Working data>
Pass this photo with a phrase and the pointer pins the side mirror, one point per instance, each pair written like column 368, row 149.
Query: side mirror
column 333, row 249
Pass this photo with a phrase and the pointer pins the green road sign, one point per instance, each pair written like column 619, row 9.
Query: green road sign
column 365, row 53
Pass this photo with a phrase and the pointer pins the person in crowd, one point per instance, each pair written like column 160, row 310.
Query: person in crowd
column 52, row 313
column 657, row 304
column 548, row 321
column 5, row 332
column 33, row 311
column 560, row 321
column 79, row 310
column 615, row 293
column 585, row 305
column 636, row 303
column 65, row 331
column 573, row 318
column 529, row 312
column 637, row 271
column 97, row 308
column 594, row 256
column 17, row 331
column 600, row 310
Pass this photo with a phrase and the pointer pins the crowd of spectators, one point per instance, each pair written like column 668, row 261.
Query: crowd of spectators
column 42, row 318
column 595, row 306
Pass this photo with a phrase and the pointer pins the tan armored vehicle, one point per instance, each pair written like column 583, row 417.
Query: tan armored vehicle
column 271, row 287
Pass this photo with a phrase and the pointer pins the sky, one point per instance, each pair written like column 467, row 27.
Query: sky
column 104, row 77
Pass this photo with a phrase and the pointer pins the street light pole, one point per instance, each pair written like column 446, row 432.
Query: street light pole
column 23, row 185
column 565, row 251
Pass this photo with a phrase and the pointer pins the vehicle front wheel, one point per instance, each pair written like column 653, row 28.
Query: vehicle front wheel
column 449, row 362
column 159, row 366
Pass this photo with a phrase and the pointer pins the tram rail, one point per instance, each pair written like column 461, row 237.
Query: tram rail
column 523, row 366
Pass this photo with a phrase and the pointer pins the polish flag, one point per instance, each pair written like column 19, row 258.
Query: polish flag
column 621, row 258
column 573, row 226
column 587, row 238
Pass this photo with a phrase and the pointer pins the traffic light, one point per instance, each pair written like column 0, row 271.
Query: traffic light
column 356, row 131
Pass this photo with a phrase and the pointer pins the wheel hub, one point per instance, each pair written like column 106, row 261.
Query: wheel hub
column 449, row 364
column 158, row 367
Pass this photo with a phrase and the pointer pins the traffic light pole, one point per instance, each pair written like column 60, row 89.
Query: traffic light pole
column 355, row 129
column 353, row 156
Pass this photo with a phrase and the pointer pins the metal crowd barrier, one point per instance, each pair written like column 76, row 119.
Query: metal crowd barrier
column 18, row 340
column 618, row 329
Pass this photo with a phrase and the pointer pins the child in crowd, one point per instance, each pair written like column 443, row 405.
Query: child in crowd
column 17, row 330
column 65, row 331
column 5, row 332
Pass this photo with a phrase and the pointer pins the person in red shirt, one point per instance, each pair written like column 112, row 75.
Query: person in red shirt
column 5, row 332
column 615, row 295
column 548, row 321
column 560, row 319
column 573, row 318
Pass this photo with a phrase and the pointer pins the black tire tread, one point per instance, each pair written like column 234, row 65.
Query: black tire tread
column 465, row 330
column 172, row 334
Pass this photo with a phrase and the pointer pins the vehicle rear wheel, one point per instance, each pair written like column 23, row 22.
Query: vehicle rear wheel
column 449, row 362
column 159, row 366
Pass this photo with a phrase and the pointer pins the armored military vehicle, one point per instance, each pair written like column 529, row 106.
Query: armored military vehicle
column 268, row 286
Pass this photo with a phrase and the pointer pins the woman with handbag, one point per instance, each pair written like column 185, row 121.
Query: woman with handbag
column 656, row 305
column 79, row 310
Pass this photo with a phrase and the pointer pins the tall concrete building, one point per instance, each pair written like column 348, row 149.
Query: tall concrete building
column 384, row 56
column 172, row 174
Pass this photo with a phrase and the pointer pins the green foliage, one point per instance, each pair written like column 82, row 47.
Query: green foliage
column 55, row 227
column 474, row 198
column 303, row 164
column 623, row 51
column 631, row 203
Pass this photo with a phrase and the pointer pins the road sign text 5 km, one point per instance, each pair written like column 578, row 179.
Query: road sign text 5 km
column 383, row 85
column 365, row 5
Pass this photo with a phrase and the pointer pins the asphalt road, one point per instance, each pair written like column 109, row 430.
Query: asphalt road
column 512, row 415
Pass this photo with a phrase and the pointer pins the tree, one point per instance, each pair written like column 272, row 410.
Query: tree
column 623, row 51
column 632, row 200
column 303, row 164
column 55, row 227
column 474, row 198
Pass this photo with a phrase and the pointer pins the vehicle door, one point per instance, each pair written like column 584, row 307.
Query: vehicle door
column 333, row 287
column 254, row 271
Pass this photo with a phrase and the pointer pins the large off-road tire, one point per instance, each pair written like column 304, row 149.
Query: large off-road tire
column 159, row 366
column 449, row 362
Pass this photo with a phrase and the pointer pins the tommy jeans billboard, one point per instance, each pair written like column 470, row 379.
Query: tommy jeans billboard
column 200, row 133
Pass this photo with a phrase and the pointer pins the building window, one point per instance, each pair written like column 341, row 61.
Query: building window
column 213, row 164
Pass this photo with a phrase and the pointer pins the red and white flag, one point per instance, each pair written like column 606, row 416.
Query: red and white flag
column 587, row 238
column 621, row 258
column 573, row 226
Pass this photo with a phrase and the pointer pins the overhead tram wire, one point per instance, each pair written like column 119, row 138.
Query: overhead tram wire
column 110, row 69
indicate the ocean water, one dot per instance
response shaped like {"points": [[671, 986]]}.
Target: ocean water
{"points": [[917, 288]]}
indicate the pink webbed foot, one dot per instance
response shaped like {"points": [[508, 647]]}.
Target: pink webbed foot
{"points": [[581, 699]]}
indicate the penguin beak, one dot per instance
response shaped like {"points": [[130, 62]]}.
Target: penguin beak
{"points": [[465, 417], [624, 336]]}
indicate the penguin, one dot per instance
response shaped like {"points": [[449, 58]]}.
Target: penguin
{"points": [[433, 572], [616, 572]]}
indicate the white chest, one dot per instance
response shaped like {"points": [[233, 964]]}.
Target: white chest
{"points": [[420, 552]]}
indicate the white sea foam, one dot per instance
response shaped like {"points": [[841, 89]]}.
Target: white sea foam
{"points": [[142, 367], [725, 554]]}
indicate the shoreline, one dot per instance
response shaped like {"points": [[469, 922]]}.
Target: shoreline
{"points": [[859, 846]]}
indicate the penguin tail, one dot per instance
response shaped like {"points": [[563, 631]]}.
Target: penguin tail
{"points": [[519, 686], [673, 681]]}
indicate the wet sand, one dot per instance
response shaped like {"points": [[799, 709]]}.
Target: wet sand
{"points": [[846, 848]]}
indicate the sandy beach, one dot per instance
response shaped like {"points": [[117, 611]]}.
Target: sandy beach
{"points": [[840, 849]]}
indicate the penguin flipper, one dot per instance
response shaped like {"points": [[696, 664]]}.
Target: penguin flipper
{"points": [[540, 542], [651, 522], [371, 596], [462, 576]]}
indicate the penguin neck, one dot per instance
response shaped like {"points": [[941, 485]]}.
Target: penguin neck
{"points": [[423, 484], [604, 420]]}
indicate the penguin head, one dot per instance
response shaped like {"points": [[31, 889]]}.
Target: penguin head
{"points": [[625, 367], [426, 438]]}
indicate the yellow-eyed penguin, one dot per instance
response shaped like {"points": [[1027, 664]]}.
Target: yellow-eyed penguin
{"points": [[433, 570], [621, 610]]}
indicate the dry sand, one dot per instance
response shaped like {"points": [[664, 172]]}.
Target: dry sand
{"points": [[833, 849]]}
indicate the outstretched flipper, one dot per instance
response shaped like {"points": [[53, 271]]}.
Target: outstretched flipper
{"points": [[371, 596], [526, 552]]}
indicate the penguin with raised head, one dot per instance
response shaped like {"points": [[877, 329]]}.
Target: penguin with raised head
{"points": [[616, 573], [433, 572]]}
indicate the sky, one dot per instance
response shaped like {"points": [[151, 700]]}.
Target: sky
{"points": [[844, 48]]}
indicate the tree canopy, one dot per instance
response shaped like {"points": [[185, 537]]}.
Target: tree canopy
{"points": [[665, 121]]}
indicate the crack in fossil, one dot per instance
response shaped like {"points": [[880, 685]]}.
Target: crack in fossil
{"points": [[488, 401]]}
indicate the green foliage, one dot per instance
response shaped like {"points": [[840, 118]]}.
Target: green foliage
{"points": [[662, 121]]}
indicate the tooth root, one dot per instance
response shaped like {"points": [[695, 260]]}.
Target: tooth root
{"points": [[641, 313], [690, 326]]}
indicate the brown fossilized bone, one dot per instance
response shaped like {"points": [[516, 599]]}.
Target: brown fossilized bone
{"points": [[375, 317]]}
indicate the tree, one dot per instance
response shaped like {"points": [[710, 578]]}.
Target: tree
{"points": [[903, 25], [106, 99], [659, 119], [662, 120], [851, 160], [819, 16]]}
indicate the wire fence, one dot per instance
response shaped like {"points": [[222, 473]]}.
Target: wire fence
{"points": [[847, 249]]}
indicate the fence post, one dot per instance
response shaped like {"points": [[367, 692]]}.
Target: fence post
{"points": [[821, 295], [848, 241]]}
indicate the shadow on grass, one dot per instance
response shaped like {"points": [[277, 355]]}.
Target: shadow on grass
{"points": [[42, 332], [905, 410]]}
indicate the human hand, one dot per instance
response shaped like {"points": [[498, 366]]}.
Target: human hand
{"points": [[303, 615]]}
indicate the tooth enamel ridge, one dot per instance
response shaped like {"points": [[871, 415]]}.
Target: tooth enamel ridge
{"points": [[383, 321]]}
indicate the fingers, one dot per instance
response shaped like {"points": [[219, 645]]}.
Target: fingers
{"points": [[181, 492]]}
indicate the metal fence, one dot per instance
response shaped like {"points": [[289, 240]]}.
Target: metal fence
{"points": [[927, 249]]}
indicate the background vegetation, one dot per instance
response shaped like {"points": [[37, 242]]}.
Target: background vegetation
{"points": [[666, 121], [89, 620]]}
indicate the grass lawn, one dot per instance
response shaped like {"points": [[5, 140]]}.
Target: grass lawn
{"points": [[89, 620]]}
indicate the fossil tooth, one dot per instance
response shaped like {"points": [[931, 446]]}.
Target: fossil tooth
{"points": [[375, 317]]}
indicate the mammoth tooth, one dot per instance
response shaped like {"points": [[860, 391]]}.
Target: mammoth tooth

What is needed> What lines of the material above contain "mammoth"? Return each of them.

Answer to this task>
indicate the mammoth tooth, one dot per instance
Target: mammoth tooth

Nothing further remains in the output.